↓

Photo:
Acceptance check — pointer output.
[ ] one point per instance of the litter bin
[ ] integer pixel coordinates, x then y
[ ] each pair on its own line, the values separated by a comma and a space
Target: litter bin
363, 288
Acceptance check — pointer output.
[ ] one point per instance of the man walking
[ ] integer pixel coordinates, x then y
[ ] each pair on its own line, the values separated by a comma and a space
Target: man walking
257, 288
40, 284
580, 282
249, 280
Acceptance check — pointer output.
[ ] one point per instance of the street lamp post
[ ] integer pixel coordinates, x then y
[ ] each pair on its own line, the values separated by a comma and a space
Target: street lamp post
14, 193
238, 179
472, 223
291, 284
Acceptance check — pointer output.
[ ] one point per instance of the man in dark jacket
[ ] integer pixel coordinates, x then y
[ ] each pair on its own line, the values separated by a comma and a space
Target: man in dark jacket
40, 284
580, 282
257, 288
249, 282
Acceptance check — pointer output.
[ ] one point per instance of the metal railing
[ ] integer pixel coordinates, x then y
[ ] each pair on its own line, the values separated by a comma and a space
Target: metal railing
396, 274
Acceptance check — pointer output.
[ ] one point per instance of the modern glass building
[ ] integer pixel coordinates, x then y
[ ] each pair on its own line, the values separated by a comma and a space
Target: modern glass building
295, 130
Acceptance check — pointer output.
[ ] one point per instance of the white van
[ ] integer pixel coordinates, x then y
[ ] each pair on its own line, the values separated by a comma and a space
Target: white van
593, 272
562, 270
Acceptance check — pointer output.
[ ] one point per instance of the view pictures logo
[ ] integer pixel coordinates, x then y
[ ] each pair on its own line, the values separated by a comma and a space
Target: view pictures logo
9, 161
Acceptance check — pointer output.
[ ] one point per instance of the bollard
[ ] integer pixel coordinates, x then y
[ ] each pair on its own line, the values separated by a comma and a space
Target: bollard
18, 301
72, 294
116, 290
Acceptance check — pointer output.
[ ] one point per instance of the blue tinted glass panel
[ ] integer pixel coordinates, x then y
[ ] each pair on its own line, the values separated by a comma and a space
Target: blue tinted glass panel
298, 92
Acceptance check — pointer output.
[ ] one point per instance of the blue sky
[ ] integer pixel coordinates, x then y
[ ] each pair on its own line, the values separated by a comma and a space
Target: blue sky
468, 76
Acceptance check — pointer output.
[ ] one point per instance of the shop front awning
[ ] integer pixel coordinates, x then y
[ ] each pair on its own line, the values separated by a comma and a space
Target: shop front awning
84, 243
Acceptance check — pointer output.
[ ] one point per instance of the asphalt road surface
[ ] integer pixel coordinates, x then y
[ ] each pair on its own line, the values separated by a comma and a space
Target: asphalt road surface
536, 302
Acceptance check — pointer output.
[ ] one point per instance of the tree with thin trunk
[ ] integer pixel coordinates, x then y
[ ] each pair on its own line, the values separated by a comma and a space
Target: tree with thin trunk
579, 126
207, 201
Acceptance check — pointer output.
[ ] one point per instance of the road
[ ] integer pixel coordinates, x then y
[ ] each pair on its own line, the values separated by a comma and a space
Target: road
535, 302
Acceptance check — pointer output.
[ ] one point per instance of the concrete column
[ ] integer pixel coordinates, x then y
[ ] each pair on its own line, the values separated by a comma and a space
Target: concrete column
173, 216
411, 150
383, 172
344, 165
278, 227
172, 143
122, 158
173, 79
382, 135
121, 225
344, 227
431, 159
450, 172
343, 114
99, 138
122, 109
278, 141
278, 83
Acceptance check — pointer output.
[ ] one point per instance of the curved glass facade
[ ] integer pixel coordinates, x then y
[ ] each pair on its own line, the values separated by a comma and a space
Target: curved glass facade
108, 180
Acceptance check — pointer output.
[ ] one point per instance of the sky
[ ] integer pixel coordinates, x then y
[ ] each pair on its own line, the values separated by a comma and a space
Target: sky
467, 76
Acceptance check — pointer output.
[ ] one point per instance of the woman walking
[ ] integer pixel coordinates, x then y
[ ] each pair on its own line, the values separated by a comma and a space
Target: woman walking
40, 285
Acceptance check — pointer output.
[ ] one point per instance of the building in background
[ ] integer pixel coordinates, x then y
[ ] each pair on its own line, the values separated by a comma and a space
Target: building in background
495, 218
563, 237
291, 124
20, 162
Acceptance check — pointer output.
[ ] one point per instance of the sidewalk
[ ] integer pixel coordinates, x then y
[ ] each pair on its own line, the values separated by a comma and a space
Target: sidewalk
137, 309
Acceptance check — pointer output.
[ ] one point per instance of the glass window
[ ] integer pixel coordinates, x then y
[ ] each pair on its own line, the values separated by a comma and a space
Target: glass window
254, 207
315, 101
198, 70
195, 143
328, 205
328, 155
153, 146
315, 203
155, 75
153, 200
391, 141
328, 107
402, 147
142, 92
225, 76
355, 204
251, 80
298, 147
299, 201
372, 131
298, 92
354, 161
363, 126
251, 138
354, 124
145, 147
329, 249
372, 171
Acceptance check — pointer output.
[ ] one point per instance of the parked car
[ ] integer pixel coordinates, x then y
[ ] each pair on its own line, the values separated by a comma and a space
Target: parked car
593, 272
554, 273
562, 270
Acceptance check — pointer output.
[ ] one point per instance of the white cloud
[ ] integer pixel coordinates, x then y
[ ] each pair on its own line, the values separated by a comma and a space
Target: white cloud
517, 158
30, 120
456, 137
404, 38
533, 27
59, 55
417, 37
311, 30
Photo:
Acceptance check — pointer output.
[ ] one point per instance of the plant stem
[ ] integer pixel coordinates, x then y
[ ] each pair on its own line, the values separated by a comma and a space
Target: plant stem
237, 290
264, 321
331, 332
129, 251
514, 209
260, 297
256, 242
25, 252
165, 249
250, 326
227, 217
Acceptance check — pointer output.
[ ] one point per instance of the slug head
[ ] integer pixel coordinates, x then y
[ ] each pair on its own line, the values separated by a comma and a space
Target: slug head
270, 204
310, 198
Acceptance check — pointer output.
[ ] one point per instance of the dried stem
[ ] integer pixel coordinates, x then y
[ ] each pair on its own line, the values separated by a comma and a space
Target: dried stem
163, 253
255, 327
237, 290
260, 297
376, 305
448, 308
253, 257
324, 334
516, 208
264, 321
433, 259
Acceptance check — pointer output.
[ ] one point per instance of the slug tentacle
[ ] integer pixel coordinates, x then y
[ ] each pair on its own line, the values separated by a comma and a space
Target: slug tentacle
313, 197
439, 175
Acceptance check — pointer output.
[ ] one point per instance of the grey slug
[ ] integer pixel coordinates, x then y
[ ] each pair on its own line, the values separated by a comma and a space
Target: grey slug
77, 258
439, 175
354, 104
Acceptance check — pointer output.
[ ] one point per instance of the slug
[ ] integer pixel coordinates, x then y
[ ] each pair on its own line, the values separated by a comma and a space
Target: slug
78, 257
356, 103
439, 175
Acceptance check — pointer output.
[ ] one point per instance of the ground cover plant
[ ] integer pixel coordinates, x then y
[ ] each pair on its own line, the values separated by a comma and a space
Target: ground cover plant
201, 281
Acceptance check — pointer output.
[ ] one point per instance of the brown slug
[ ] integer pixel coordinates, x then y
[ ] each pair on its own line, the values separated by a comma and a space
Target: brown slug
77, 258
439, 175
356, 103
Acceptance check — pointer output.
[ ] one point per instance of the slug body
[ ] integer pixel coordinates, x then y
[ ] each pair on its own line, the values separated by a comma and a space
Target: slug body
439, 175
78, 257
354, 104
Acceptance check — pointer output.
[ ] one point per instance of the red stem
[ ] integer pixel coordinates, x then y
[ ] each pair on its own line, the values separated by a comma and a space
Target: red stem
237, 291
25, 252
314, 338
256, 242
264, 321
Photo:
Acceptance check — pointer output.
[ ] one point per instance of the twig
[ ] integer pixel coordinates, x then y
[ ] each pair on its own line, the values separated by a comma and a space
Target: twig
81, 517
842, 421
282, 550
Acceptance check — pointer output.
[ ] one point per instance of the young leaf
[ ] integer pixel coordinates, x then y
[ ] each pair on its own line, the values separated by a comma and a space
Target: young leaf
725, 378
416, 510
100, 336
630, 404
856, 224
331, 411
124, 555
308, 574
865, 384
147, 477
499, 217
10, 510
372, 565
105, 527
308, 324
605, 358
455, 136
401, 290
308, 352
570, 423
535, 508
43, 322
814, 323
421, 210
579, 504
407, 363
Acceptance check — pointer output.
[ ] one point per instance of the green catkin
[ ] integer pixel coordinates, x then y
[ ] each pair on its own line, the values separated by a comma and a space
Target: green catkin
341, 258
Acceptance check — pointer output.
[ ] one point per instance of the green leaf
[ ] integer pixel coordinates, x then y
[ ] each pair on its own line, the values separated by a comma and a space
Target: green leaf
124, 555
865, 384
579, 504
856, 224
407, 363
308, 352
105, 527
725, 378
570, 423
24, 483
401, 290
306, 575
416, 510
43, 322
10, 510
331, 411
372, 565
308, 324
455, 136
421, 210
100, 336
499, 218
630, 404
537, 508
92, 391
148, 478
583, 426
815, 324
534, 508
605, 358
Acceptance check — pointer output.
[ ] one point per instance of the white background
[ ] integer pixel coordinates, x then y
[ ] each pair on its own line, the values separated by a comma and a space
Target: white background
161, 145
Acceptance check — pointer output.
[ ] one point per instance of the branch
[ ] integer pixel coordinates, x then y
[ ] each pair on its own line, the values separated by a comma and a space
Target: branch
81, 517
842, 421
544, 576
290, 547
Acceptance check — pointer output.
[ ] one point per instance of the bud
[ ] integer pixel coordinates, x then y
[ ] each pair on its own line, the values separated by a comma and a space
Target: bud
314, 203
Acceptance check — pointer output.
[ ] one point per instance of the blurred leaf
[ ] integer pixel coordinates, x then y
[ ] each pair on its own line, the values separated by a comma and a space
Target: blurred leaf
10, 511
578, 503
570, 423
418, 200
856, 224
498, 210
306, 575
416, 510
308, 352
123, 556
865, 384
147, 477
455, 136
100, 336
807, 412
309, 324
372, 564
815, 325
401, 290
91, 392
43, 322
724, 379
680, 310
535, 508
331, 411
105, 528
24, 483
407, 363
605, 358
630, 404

↑

(DIRECTIONS) Locate each line in the records above that contains the string "plant", and reproduce every such line in full.

(EXERCISE RESULT)
[ ] one point per instance of the plant stem
Target: plant stem
[ ] one point per instance of the ground cover plant
Target: ground cover plant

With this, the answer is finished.